SUPPLIED TEXT:
=======

# How hot should an Athlon XP 2100 run?

## eauclair

I just built a Gentoo box, and am using an AMD Athlon XP 2100 - I've only used Intel chips in the past.  When the machine boots, you can go in to the CMOS and look at the temperature - I was surprised it was about 130 (F).

My motherboard has different settings to warn and shutdown based on temperature, and the Athlon was already getting close.  When I installed the chip, I had problems, and might have scraped off some of the 'thermal adhesive' sticky that was on it.

My friend has an Athlon, and his tech guy said Athlon's run hot, and not to worry about it, but I'm afraid it will shut off if I leave it running too long.  I bought some 'thermal glue' for re-seating the chip to the heatsink, but have been reluctant to remove the chip unless I know there is a problem.

I have been looking on the net, and have not been able to find what the acceptable range is for the chip's temperature.  Most info is vague.

[slight divergence]

I also bought a 120GB Maxtor drive with a 8MB cache, hoping it would be faster and quiter than my normal 80GB MAxtor on my 1.8Gz P4 Compaq.  Maybe it is making the chip run hotter?  I ran Winbench99 inside Windows2000, which was running in WMWare 3.2 for linux, which was running in FLuxbox, on top of Gentoo 1.4 - and the disk I/O was twice as fast than on my Compaq.  My new Gentoo is also using ReiserFS instead of ext3, maybe  that helped VMWare run faster.

[end diveregnce]

Any one know how hot an Athlon XP 2100+ should run? I was dismayed to see that 'cat /proc/cpuinfo' said my it was *slower* than my existing Intel P4 1.8Gz.

thx!

----------

## yngwin

I don't know about acceptable temperatures, so can't help you there.

But I do know that our Athlon cpus may be slower in MHz, they do much better in performance though!

----------

## DefconAlpha

I've got a 2100... It will shoot up to 60C with 2 80's and a 20 in the box. Granted even I don't want to be in that room when it does (it's so damn hot in that apartment...) I would expect your chip to run at about that under a high load (maybe a little less) The actual temperature is going to vary with the operating environment. In my room it gets really hot, but if you are keeping this in a nice climate-controlled room, well... It should run quite acceptably with an AMD heatsink and fan.

You could always try a bigger heatsink *cough*alpha pal8045*cough* just be careful when you install it. *very* careful.

=======

LISTED RECORDS:
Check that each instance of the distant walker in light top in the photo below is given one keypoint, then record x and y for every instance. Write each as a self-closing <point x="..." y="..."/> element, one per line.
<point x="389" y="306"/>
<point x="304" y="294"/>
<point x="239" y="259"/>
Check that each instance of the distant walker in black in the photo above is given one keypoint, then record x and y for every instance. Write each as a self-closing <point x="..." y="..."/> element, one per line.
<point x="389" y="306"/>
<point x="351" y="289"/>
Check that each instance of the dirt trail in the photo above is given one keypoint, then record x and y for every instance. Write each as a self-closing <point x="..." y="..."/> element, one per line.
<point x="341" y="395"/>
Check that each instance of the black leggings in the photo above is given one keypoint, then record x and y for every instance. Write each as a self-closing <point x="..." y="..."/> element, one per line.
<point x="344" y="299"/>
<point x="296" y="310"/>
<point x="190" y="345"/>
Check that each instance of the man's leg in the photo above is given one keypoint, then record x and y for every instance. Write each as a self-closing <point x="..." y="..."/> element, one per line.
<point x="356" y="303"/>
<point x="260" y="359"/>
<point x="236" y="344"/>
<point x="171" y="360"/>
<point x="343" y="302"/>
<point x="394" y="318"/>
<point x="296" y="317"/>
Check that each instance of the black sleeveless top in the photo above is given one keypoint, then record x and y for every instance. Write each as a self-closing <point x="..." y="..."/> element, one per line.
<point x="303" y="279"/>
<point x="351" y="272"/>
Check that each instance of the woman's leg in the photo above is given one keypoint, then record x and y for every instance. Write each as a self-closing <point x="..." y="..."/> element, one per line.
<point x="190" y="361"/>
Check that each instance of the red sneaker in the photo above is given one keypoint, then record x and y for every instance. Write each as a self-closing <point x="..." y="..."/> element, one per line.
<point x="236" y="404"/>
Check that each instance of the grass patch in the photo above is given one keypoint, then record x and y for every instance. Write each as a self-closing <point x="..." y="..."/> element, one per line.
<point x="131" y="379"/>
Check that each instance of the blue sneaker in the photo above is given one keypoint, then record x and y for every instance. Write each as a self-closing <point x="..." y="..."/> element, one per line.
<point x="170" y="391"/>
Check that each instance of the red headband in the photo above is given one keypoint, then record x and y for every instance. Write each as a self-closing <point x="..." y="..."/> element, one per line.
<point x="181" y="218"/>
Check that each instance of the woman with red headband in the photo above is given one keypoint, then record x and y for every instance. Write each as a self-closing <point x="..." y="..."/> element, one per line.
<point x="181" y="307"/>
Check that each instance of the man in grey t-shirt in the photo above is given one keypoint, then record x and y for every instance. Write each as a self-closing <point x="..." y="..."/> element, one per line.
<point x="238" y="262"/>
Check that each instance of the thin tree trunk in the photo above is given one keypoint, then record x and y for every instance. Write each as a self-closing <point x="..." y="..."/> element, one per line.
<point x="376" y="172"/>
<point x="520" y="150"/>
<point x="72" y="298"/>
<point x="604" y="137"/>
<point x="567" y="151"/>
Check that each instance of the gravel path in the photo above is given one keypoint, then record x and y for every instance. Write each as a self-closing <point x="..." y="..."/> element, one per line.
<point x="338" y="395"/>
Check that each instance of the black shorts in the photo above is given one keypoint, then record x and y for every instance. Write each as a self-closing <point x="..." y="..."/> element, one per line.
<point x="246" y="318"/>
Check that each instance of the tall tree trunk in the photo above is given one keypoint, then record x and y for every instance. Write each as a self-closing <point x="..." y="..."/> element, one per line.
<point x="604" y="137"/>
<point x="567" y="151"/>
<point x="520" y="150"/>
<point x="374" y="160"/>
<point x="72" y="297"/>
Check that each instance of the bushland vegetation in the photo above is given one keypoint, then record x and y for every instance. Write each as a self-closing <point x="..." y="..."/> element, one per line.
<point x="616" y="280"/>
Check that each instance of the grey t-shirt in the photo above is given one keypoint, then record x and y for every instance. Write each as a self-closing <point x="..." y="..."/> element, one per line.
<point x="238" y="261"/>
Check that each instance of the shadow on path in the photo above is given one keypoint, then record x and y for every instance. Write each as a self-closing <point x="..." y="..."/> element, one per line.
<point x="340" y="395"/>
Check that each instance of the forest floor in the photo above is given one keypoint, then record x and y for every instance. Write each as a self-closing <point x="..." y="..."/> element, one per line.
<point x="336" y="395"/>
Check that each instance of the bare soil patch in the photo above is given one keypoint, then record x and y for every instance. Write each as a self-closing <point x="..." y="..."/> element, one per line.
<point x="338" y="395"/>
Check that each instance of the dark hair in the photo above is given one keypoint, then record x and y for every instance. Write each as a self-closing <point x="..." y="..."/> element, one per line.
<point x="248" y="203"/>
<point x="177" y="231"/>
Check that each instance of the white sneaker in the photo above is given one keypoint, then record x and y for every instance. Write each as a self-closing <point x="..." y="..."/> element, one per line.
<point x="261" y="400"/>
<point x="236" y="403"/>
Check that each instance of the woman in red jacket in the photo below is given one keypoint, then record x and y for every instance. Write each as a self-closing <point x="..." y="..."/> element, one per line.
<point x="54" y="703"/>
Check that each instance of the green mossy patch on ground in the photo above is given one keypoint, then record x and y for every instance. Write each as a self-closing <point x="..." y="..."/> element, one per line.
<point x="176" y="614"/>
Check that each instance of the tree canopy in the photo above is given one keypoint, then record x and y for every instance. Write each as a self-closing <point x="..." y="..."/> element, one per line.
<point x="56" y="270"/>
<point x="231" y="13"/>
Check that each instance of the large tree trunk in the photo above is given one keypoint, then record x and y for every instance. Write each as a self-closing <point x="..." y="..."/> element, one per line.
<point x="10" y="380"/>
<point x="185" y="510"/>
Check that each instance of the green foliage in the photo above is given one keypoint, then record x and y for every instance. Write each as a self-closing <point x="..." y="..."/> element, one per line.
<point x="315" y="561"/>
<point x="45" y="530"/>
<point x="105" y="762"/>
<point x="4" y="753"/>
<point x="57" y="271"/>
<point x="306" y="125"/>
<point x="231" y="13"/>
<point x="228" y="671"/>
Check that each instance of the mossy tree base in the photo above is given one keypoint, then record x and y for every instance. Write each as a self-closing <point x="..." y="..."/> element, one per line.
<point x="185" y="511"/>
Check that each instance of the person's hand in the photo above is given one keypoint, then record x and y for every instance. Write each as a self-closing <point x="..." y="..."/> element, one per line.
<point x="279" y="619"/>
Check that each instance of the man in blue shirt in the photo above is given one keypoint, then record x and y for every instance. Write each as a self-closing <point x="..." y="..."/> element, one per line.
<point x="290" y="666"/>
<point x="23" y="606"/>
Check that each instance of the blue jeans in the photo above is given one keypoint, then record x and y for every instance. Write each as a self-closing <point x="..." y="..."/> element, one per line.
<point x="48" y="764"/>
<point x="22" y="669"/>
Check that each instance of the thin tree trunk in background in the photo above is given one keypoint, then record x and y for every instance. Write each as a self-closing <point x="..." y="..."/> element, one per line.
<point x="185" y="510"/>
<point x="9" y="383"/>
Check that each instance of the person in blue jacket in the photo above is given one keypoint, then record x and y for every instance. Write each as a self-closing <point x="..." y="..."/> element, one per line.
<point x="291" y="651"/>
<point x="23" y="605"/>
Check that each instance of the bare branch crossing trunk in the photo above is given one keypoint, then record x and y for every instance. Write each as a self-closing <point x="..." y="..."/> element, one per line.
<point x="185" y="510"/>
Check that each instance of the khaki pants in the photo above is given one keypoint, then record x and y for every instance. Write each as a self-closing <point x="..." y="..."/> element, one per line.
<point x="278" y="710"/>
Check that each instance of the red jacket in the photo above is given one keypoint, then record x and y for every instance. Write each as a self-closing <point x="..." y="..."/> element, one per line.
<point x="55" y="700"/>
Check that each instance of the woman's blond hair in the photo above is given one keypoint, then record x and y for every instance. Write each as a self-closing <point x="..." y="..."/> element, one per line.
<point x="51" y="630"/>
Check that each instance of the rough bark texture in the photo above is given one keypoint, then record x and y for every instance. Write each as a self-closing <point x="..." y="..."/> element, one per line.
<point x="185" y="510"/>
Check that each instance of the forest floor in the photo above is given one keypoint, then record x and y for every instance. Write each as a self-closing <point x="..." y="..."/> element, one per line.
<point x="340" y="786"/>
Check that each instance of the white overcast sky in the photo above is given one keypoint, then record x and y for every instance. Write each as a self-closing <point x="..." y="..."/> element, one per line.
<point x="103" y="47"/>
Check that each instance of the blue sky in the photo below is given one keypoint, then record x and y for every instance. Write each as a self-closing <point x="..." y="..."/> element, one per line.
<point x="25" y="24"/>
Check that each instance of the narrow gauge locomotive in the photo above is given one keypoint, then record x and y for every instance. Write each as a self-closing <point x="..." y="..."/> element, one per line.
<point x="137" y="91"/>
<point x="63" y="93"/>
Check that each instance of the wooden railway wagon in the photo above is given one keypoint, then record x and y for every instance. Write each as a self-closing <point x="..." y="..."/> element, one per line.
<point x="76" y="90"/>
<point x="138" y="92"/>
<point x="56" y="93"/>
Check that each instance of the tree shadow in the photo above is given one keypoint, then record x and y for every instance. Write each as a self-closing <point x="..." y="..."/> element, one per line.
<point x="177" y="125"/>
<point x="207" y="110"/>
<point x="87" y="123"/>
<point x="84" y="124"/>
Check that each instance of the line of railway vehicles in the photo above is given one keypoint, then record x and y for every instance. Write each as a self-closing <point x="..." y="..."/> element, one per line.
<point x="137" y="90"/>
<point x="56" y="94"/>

=======

Continue the Athlon XP 2100 temperature thread from where it stops, writing what comes next.

WRITTEN ANSWER:
http://www.hardocp.com/article.html?art=MTQ3

http://www.hardocp.com/article.html?art=MTQy (a bit outdated, but still somewhat useful)

Or water cooling :)

Oh, and that sticky tack shit sucks. Get silicon grease, or heatsink compound, doesn't matter. Go for the cheapest; that arctic silver stuff isn't as good as silicon grease and costs more.

----------

## eauclair

My Athlon makes my apt so hot, I am now running my AC.  The room gets *hot*, I put 5 fans in my case, so all the heat is going out of the PC's case in to the room.

Is there a good linux benchmark program?  Running Winbench inside a Win2000/VMWare3.2/Fluxbox/Gentoo1.4 system seemed like an interesting 'real world' test.  I found the 'bogomips' entry in /proc/pci.  Is there any good (free) test I can run on my linux machines to see which hardware and configurations work best?

I want to compare my ext3 vs ReiserFS, AMD vs Intel, 8MB cache HD vs normal HD, fluxbox vs kde, and any other performance tests I can do.  Then I want to do them all on Slackware, to compare Gentoo to Slack.

When I bough the parts for my machine, the Athlon chip was $160, and the newest Athlon (with "Barton" chipset) was $280 (I think).  I wasnt really bound by price, but I wanted stability more than speed, so I took the slower machine.  If I had know how hot the system was going to run, I might have gone with Intel, or just gone ahead and got the fastest Athlon the had.  My fear was that the fastest chip would over-heat while I was away, which is what I am worring about now with the 2100.

I like Gentoo because I like knowing that all my apps are being compiled for the Athlon, and should run faster than a comparable Intel or other non-source distro.

thx!

----------

## brian33x51

It all depends, is your 2100XP a Palimino (.18 micron) or Thoroughbred (.13 micron).  The difference is pretty huge.  I think the 2100XP Palimino consumes close to 100W, so seeing temps near 60C wouldn't surprise me.  Now it if were a thoroughbred you should be concerned if it's 50C.

If it's not going to kill you financially I'd pretty much suggest forking out another $90 or so and grabbing a 2200XP which I believe are all Thoroughbred processors.  We have some 2400's here at work that run very quiet and very very cool.

----------

## FxChiP

Athlon 2100's and the like do exaggerate their MHz/GHz speed slightly in their names

They really run about 1.7 or 1.8 GHz, however their faster transfer rates, better FPU, better math handling, and just better efficiency make it outperform the Pentiums (even Pentiums that are at higher GHz than they are! My Athlon 500 MHz may be equivalent to a 733 MHz Intel processor!)

As for heat, well, I never checked mine...

----------

## guero61

My 1800+ runs consistenly in Linux around the 90-degree mark, due to hardcooling (pci settings).  In windows with no such settings, I average 45-50C or 104-122.  I'd say that you're in the ballpark at 50-60; the core I have is designed to operate up to 80+C, and I would think yours is much the same.

----------

## DefconAlpha

My apartment is hot, but i leave the windows open, and i never hafta worry about it really. I have an Abit, so if it gets too hot, an alarm goes off and if i'm not there, it will shutdown if it gets any hotter (alarm is at 60, shutoff at 65)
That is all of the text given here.